__Metin__:
Son film, son şarkı, elma şekeri

EN iyi film dalında Oscar adayı Slumdog Millionaire Türkiye’de henüz vizyonda değil. Tayyip Erdoğan filmin DVD’sini çoktan buluyor. Eve geç gelmesine rağmen, o gece oturup filmi heyecanla izliyor.

Henüz Türkiye’de kitapçılarda yok. Deniz Baykal dünya listelerinde başı çeken Stephenie Meyer’in Fascination Tentation kitabını internetten ısmarlıyor ve kitabı iki günde bitiriyor.

Devlet Bahçeli dilinden düşürmediği Beyonce’nin son şarkılarından Greenlight ile Bob Sinclair’in çok tutan Fireball şarkısını i-Pod’una yüklüyor, gece yatarken, son bir kez daha onları dinliyor.

Ne fantezi ama. Keşke, bunlar gerçek olsa. Ne yazık, bunlara teğet bile geçmiyor bizimkiler.

TERAPİST

Obama’nın kendisi gibi siyah, bir sağ kolu var, Reggie Love.

Günün büyük bölümünde birlikteler. Spor, müzik, araba modelleri, film ve belki magazin dedikoduları üzerine konuşuyorlar. Ama, siyaset asla.

Reggie Love, Obama’nın terapisti gibi. Onu dinlendiriyor. Obama’nın her gün zaten yoğunlaşmak zorunda kaldığı siyasete girmiyor, onu belli süre için de olsa, siyasetten uzak tutuyor.

__Sorular ve Görevler__:
**A.** Siyasetçiler üzerine yazıda Obama'nın sağ kolu olarak anılan kişinin adı ne?
**B.** Siyasetçilerin boş vakitleri üzerine yazıyı son cümlesinden sonra sürdür.
Aşağıdaki öğelerin bu işle hiçbir ilgisi yok.

[Doğal dille nesne konumlandırma verileri]

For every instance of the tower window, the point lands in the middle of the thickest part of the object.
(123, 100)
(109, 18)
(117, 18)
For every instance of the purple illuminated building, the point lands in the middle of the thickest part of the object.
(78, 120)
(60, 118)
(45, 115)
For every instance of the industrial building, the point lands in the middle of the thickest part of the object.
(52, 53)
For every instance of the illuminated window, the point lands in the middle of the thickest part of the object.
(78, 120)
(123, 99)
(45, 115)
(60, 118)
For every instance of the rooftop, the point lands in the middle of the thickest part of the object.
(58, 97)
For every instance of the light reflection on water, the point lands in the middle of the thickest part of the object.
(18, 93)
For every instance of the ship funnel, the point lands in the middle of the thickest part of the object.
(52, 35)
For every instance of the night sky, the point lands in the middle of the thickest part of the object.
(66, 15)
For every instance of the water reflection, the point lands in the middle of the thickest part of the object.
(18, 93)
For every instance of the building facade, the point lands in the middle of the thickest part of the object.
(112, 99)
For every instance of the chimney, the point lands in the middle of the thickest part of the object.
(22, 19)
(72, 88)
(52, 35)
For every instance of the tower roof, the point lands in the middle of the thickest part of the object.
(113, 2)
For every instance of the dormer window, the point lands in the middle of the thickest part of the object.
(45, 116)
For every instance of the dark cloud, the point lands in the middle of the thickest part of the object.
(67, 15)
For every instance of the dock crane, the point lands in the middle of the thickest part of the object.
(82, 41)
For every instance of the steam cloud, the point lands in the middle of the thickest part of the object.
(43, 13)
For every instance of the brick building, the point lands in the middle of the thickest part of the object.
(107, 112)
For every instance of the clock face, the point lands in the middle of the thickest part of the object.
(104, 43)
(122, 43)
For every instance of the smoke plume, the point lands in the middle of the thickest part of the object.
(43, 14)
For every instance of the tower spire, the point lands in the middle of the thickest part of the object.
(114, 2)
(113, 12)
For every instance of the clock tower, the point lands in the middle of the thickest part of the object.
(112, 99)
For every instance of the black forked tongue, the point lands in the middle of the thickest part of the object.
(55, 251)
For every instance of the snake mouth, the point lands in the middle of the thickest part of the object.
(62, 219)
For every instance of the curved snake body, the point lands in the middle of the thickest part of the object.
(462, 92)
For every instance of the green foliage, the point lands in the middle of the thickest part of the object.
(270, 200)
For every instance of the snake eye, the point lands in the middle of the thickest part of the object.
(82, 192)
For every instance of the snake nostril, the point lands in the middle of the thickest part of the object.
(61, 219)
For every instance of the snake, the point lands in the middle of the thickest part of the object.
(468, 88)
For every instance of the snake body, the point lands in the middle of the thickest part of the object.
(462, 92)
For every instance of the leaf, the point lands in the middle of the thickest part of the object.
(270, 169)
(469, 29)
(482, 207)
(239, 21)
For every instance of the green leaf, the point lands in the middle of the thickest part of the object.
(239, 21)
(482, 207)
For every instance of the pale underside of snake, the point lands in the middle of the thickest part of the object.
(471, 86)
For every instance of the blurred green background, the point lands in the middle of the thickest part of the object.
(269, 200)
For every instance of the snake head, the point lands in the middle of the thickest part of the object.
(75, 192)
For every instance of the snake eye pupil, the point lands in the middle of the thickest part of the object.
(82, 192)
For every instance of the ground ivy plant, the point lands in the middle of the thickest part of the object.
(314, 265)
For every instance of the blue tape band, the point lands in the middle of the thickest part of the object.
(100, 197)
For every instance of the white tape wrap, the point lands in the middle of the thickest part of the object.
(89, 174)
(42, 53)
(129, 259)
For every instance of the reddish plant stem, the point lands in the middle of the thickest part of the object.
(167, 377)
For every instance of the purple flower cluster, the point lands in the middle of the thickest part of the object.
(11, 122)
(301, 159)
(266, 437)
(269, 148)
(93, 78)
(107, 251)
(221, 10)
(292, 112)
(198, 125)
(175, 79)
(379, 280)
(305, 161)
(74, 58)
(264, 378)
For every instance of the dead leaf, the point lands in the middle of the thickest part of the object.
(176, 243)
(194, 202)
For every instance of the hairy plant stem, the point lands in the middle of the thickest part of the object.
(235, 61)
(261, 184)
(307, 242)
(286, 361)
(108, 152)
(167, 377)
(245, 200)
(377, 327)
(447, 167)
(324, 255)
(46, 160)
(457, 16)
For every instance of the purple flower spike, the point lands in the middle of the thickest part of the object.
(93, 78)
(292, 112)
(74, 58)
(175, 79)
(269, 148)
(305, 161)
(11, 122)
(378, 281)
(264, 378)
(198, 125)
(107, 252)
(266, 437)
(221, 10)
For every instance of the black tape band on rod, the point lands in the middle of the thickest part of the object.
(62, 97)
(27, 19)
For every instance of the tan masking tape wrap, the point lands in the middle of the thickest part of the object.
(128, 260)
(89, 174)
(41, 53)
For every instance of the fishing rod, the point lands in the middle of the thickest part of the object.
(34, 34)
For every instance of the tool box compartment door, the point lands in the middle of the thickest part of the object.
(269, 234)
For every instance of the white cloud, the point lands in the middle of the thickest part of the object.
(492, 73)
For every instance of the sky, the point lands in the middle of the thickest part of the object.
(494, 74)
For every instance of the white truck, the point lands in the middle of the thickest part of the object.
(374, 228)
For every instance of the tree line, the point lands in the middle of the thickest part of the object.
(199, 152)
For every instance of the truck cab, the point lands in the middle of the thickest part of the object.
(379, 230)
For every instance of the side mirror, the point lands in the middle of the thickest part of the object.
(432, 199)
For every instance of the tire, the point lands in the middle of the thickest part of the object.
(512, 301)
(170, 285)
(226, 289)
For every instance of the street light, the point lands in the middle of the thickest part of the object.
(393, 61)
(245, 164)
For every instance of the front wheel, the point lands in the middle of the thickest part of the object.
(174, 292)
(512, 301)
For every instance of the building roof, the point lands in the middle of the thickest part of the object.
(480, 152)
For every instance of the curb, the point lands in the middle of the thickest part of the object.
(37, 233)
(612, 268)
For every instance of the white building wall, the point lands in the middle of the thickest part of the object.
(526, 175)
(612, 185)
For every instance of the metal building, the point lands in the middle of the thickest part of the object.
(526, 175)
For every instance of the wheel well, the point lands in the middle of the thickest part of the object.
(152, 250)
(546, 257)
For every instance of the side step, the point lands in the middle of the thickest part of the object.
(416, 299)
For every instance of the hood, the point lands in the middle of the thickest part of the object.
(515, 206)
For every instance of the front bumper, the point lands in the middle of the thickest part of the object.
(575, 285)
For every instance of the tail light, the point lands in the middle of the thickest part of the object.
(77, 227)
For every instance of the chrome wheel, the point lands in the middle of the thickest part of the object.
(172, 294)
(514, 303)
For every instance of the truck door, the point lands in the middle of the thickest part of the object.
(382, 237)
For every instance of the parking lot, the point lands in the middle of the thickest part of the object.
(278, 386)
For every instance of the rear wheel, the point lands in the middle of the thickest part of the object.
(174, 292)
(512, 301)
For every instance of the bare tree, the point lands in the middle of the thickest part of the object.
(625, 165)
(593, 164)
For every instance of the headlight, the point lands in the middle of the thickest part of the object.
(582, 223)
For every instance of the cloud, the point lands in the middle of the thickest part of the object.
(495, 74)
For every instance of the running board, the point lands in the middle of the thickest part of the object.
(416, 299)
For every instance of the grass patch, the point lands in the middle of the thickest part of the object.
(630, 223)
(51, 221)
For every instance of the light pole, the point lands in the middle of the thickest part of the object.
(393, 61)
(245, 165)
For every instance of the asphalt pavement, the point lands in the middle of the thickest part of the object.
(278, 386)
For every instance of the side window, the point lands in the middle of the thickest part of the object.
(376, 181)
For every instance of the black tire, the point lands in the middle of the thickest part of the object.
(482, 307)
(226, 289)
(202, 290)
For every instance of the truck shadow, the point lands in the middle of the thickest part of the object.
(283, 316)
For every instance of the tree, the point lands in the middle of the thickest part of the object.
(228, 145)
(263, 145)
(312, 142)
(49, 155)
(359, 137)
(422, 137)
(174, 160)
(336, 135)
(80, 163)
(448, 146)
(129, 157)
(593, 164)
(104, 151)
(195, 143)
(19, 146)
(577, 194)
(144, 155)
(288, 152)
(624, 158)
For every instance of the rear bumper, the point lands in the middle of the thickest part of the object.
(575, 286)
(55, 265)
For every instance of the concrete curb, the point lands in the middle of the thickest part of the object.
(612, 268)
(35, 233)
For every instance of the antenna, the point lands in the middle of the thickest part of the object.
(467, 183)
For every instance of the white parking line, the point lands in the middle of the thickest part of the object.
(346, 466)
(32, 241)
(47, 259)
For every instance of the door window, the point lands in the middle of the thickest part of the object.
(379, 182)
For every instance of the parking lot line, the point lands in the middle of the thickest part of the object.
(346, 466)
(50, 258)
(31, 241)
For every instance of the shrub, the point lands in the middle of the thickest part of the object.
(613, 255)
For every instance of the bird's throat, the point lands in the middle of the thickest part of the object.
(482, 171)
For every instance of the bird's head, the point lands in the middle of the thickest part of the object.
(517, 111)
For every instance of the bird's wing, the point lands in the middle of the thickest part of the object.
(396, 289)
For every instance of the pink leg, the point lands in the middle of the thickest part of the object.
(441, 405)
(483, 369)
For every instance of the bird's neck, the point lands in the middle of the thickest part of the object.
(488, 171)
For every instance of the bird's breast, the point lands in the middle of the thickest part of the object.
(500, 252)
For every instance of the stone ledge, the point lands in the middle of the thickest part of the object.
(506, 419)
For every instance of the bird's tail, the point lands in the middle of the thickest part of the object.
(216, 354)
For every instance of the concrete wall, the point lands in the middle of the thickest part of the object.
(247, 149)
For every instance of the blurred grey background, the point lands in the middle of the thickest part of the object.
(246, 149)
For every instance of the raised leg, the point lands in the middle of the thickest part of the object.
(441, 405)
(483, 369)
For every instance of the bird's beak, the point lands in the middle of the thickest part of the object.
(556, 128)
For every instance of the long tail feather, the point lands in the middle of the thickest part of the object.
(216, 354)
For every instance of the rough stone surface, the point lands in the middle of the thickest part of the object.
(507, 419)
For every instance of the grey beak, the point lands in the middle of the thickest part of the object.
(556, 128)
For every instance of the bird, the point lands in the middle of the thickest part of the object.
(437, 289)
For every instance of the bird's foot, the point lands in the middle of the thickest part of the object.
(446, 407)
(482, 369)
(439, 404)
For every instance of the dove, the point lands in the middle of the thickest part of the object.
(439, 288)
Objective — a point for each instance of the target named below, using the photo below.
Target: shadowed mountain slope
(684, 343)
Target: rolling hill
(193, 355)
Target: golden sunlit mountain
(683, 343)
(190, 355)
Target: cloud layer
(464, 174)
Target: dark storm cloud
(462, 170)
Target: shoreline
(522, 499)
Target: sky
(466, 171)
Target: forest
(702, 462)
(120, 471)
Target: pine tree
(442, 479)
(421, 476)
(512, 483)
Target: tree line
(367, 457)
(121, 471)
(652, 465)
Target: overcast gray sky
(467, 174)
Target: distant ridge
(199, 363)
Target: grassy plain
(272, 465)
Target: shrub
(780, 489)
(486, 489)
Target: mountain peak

__Yazılı Cevaplar__:
**A.** Reggie Love.

**B.**
Obama siyasette o zaman daha verimli. Karar alırken, ilişki kurarken, genel anlamda yönetirken çok daha insani.

George Orwell’in
siyaset sözlüğüne kazandırdığı politik hayvan (political animal), otokratik ve bürokratik yapılarda gelişiyor.

Donuna kadar siyasetçi olduğu halde, (bir anlamda yine de political animal), siyaset dışı işlerle uğraşarak, siyaset yapanlar politik hayvan kategorisi dışında kalıyor.

SCHMIDT’İN TORUNLARI

Siyasetin zirvesinde iken, Alman Başbakanı Helmut Schmidt çekilmeye karar veriyor. Herkes şaşkın ve meraklı, neden? Schmidt çok insani:

"Mozart dinlemek istiyorum, kitap yazmak istiyorum, torunlarımla oynamak istiyorum."

Adam Başbakan, ama şu düşündüklerine bakın. Delirmiş mi, ne?

Schmidt bugün doksan yaşında. Her hafta Die Zeit’ta yazıyor. Ve bilcümle siyaset tellalı onun düşüncelerinden ders alıyor.

BİZİMKİLER

Bizimkiler siyasi gösteriş olarak değil, ama gerçekten amatör heyecanla şu ya da bu maça gitseler, son çıkan bestseller peşine düşüp, o kitabı okusalar, herkesin ilgisi çeken şu filmi izleyip, bu şarkıyı dinleseler, belki hem kendilerine terapi, hem hepimize mola.

Bizimkiler farklı bir kategori. Bizimkilerin hayatı varsa siyaset, yoksa siyaset. Onun için o kadar kuru, o kadar bıktırıcı, o kadar kısır, dar şablonlar içinde zigzaklarla yanılgı bohçası.

Onların hayatından siyaset çıktığı anda, elde geriye elma şekerinin kazığı kalıyor.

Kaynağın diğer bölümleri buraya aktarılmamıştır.